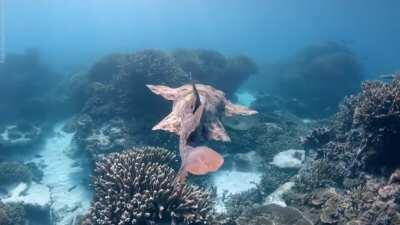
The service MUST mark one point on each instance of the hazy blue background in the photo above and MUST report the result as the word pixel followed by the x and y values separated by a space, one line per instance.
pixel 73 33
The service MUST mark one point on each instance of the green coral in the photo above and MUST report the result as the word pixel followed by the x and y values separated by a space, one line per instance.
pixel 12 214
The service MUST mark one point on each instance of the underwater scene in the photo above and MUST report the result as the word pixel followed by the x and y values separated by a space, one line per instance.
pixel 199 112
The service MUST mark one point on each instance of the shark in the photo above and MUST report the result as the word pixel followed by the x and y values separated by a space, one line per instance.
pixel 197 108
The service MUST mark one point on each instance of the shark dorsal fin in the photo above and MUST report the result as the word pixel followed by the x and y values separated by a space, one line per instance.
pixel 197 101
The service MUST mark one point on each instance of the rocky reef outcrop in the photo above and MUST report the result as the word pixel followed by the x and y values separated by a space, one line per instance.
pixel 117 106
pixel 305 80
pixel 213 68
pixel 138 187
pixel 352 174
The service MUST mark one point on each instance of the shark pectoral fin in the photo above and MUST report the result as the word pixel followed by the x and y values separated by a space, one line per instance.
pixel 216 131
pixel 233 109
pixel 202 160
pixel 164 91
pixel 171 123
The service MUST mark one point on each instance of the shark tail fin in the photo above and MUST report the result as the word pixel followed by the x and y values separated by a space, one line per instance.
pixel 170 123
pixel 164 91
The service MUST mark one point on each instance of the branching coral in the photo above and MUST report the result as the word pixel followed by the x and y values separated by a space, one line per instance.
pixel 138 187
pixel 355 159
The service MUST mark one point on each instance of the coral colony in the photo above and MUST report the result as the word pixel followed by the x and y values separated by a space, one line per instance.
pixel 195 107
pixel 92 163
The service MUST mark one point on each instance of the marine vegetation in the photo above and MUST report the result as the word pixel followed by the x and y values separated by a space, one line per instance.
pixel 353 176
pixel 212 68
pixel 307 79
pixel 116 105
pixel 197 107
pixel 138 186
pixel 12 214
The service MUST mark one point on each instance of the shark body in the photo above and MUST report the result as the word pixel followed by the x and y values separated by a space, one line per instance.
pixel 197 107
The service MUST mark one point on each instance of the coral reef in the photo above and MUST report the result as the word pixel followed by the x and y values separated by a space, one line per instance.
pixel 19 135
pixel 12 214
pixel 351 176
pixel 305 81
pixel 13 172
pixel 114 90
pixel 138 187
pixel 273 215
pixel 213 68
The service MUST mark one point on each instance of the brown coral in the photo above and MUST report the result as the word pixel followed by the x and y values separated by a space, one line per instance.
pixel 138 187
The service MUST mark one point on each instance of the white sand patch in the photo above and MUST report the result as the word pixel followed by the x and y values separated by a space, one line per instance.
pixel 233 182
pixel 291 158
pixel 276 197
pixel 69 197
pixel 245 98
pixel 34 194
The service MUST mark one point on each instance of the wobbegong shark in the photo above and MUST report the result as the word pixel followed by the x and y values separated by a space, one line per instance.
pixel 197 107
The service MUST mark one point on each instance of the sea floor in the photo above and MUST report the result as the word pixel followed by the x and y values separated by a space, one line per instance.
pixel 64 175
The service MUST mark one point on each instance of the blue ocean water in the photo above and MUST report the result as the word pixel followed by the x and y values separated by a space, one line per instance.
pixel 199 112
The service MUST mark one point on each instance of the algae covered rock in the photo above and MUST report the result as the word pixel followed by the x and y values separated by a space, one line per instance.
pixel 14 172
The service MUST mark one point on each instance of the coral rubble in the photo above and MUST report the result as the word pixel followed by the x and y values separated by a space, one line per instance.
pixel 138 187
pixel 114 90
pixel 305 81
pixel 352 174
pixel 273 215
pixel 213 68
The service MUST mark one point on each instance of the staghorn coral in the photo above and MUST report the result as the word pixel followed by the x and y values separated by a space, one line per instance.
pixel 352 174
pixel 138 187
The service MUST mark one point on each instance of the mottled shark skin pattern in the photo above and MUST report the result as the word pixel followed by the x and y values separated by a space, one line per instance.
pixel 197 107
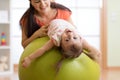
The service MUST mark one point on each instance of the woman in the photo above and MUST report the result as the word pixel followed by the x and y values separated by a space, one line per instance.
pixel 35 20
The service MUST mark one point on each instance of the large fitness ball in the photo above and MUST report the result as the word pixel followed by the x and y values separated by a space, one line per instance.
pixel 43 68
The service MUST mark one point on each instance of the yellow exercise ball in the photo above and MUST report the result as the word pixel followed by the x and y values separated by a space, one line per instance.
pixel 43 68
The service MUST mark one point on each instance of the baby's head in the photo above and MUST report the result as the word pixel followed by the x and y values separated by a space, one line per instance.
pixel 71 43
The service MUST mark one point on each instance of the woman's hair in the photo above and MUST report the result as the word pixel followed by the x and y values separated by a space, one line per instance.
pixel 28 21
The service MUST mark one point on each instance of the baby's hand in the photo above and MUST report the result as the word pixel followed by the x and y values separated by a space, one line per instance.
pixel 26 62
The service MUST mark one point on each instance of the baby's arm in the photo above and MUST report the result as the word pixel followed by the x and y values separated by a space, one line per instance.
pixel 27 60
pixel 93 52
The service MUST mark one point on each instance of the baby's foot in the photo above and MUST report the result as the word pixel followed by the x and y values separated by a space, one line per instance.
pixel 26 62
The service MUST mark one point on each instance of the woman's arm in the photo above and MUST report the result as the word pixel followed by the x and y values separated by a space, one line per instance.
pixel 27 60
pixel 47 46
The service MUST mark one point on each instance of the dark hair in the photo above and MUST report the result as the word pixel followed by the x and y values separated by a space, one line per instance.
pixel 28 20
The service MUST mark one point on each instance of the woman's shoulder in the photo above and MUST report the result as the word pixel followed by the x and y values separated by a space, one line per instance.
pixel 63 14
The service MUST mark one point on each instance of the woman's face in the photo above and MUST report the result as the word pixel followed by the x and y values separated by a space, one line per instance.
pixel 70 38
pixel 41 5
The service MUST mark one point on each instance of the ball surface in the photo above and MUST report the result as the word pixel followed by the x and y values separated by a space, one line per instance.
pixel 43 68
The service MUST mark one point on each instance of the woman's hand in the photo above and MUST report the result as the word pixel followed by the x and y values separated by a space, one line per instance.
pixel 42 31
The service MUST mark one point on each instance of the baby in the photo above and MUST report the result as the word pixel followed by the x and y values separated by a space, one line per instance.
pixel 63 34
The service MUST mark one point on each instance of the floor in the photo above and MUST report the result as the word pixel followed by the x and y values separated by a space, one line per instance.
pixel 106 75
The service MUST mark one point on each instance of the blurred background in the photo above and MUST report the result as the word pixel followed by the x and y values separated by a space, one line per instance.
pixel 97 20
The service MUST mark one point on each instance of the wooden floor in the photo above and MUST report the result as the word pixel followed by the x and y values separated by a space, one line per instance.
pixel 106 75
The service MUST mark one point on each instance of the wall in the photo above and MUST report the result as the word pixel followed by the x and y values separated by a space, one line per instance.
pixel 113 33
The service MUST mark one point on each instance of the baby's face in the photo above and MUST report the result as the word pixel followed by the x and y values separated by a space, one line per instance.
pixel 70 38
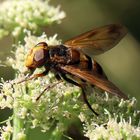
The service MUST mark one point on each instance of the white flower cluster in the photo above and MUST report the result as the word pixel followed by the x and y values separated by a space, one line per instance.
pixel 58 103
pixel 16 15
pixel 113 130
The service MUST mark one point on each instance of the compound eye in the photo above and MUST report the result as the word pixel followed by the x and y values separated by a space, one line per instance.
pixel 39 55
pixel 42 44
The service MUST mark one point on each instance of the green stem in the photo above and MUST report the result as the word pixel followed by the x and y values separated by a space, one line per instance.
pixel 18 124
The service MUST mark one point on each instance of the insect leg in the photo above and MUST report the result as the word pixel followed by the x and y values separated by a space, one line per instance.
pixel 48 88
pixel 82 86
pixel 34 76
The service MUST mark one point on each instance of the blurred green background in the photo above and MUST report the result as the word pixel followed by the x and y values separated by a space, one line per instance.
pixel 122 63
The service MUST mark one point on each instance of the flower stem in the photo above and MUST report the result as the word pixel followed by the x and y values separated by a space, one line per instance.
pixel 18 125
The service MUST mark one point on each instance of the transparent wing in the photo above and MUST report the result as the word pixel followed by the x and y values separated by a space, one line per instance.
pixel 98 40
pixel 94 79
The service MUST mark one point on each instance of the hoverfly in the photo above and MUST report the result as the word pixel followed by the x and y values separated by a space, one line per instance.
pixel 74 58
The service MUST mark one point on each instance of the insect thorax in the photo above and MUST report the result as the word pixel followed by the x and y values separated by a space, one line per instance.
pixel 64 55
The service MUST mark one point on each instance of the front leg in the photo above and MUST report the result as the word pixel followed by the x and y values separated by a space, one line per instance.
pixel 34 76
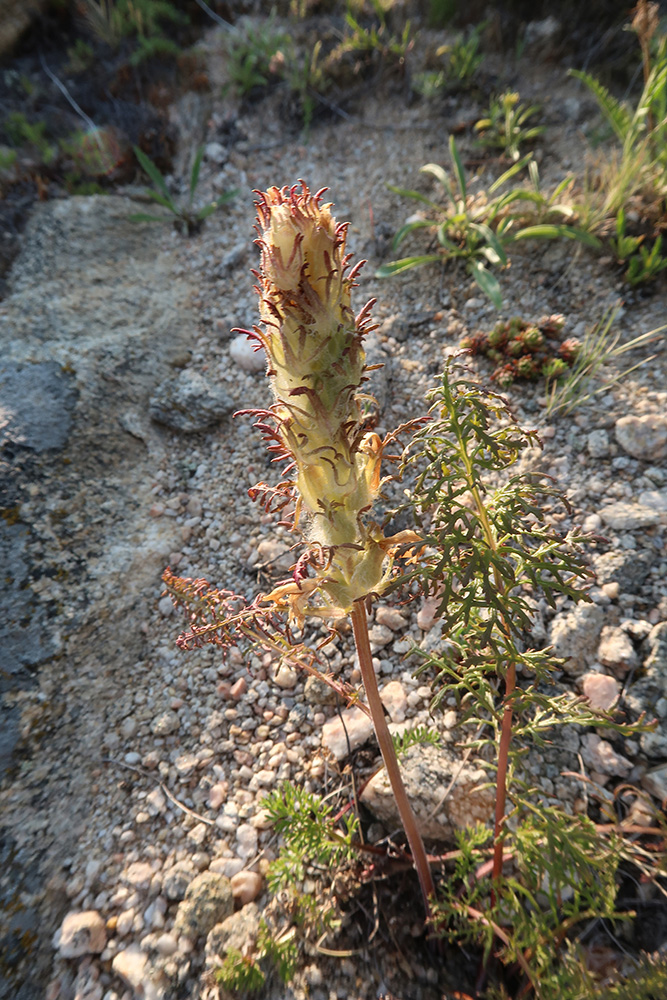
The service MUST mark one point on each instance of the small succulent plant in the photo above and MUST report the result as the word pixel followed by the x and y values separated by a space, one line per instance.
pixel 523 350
= = = =
§ **What is expected**
Beginning at the line where "of the small" appears, extract each line through the end of the data above; keep them exact and include nothing else.

§ **Task response**
The service MUST mark one point on each instance of the small succulent plant in the photo above and MUST report the result as the word pixel followed by the x and y values separated by a space, one line per instance.
pixel 523 350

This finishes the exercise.